• Work required: Establish how many lines in the entries hold the string "below". The number by itself is the whole answer.

********************

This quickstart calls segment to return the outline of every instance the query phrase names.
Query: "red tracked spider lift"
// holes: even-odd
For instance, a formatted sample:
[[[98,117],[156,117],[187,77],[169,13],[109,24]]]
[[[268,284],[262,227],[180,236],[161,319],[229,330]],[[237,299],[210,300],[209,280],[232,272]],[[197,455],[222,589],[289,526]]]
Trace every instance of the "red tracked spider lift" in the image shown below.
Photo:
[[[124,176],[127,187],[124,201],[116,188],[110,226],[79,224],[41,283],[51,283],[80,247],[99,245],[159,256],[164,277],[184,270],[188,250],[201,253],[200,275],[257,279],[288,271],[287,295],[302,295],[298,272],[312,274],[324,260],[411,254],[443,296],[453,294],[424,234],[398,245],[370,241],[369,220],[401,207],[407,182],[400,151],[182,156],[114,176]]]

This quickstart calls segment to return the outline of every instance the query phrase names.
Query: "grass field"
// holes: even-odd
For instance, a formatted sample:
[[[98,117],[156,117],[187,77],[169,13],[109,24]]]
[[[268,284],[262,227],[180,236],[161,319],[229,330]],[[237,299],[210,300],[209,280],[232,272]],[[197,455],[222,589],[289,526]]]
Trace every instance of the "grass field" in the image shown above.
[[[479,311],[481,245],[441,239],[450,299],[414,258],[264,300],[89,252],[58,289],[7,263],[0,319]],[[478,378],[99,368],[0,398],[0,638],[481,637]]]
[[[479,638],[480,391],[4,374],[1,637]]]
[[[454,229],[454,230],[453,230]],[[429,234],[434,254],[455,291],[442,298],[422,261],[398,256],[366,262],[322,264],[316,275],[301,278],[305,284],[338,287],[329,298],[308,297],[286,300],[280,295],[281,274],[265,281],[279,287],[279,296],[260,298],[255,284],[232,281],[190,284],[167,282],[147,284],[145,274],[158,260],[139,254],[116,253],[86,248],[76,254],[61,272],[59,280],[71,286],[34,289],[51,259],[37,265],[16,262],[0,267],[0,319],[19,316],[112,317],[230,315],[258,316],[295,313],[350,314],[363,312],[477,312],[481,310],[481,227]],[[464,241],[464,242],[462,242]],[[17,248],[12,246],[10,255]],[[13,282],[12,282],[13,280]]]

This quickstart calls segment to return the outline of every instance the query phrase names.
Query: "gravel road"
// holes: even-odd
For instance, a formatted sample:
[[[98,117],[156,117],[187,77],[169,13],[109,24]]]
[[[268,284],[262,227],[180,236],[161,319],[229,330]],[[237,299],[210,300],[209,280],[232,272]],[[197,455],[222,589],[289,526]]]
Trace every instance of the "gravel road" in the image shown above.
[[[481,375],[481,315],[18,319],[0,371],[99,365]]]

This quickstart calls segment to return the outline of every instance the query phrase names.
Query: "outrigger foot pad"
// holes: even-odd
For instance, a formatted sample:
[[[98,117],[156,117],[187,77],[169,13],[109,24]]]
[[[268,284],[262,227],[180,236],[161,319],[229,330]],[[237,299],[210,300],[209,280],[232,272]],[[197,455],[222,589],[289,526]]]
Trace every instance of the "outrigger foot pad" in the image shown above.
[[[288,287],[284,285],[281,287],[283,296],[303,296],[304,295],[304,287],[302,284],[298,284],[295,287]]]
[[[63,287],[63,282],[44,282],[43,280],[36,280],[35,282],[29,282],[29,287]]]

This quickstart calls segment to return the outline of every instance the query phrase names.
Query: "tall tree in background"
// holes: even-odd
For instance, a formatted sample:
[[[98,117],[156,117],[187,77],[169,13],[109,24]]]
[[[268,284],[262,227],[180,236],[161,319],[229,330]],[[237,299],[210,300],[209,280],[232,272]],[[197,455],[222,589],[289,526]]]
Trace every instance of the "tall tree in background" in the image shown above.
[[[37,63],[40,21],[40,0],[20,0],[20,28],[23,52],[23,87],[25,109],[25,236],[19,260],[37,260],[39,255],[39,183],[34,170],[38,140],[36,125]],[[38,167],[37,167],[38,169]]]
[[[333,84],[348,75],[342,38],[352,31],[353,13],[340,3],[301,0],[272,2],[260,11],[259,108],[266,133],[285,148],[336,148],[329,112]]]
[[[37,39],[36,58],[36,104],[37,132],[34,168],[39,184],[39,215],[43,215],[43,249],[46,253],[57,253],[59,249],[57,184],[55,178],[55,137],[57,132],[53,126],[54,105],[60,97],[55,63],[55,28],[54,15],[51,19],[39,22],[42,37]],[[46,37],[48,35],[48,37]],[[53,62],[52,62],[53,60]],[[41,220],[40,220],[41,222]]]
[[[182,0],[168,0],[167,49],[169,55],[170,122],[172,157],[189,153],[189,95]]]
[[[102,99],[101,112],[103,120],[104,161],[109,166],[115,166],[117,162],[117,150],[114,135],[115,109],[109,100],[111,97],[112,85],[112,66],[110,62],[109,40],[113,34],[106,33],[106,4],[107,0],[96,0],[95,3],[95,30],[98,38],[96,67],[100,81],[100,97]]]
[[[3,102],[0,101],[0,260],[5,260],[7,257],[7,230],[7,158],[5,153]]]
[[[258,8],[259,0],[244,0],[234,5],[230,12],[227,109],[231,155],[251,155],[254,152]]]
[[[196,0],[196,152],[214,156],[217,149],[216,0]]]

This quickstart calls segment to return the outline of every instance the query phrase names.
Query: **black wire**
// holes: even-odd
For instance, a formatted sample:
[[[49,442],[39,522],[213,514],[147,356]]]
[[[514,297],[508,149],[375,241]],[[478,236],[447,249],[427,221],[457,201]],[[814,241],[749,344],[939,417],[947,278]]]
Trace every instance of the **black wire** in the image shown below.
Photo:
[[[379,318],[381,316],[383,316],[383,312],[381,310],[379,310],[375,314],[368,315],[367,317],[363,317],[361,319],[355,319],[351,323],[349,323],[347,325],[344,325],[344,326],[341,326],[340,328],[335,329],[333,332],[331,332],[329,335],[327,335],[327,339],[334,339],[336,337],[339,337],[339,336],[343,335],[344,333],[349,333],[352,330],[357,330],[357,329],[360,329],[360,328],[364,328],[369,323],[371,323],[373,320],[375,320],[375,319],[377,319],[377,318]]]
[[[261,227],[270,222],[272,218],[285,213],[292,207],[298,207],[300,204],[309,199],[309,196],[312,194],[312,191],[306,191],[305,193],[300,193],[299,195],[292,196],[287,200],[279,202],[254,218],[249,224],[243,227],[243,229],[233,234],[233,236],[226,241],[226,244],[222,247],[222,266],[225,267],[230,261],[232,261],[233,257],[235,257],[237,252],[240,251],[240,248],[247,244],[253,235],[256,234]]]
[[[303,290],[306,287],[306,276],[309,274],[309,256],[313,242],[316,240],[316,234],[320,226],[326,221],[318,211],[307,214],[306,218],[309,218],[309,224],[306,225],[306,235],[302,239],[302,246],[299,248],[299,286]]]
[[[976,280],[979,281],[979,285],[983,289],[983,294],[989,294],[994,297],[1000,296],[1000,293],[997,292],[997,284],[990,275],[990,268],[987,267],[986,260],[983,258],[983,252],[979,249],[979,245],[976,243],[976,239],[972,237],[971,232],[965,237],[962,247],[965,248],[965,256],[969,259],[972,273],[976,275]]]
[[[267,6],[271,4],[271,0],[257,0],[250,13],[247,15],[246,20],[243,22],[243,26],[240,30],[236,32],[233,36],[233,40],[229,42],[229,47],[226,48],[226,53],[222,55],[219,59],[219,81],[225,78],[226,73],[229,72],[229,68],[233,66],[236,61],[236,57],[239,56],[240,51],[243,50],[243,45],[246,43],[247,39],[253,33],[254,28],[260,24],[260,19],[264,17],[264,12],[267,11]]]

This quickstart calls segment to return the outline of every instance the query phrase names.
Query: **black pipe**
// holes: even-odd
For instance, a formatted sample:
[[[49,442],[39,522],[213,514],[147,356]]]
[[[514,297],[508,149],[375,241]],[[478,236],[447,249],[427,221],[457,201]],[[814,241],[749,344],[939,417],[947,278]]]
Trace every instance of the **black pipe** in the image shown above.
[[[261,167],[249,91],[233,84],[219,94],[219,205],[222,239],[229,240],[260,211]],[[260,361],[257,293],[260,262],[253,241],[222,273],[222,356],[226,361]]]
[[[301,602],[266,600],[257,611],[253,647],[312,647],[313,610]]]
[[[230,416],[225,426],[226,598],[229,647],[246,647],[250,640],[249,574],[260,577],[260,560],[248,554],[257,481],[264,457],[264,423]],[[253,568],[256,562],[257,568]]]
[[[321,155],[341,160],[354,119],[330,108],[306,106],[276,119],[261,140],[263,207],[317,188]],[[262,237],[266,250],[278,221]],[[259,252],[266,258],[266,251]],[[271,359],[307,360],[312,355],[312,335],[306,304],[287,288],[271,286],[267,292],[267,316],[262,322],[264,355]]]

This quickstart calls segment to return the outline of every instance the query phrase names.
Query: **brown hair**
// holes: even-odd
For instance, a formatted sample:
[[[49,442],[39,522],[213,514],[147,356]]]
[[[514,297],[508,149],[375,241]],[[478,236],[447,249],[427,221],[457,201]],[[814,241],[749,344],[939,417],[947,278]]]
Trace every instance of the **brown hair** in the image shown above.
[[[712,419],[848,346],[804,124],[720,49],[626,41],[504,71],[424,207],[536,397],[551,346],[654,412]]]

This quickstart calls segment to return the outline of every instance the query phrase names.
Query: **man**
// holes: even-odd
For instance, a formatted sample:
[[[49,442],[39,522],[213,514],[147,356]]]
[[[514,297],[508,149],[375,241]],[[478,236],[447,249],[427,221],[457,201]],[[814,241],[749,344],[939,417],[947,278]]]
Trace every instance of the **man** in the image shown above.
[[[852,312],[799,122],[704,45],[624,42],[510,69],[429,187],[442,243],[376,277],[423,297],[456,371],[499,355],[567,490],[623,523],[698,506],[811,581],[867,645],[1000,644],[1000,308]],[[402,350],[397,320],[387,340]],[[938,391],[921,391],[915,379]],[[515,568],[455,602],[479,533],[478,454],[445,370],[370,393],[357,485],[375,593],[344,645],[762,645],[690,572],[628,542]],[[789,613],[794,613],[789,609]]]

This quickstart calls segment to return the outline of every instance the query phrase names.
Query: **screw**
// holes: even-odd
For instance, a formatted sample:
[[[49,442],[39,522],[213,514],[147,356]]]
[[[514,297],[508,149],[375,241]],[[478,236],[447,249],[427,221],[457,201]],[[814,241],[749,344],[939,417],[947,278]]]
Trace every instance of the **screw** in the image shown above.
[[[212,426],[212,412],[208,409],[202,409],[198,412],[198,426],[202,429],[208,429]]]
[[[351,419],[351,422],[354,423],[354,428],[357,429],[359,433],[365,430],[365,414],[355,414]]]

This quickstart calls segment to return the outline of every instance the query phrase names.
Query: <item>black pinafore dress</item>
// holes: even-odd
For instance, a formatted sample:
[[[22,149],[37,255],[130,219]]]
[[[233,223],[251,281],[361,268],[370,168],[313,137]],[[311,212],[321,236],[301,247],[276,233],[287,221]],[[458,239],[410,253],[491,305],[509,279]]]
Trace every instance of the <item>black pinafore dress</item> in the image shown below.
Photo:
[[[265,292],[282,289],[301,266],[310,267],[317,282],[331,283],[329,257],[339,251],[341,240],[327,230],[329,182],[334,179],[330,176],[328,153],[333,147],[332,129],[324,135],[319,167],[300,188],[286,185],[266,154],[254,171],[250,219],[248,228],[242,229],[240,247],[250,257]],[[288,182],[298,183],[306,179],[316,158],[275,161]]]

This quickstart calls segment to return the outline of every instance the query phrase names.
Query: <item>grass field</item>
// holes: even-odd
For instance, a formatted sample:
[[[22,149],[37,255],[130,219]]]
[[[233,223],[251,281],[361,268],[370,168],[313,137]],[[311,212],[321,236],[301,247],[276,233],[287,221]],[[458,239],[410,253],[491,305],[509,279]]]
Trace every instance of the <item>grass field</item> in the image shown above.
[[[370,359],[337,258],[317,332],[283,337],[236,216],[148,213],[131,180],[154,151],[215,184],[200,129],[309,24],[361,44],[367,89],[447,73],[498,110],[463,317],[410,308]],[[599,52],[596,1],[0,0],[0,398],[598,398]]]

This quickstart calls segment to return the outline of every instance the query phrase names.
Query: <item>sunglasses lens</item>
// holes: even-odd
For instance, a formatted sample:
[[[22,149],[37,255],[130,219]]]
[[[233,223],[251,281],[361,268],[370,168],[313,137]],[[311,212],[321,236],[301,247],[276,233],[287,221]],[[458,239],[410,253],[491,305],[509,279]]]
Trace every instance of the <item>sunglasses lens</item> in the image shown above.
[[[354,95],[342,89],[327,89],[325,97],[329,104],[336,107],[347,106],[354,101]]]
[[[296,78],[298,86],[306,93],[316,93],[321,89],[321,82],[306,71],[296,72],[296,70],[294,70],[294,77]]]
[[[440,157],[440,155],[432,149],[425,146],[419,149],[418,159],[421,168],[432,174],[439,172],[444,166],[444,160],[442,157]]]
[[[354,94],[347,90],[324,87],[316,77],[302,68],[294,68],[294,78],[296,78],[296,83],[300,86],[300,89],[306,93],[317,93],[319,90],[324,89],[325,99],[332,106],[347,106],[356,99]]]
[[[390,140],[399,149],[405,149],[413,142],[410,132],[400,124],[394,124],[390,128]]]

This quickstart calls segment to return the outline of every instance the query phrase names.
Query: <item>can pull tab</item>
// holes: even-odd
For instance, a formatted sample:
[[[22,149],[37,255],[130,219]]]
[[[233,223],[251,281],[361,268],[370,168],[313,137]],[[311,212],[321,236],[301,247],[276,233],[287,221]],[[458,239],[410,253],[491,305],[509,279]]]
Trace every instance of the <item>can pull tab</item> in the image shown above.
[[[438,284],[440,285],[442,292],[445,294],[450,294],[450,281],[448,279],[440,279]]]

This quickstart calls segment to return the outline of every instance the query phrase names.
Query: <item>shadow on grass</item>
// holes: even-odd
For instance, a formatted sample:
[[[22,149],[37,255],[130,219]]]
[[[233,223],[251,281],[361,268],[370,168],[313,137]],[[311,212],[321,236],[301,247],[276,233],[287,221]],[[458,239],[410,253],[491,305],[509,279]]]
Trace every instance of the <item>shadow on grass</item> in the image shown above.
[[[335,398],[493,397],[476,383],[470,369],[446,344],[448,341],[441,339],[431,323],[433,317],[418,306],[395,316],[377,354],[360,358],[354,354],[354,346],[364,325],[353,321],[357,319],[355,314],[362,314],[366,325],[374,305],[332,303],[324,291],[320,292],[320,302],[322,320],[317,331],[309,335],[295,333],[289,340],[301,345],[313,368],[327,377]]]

********************

• Output for this exercise: 3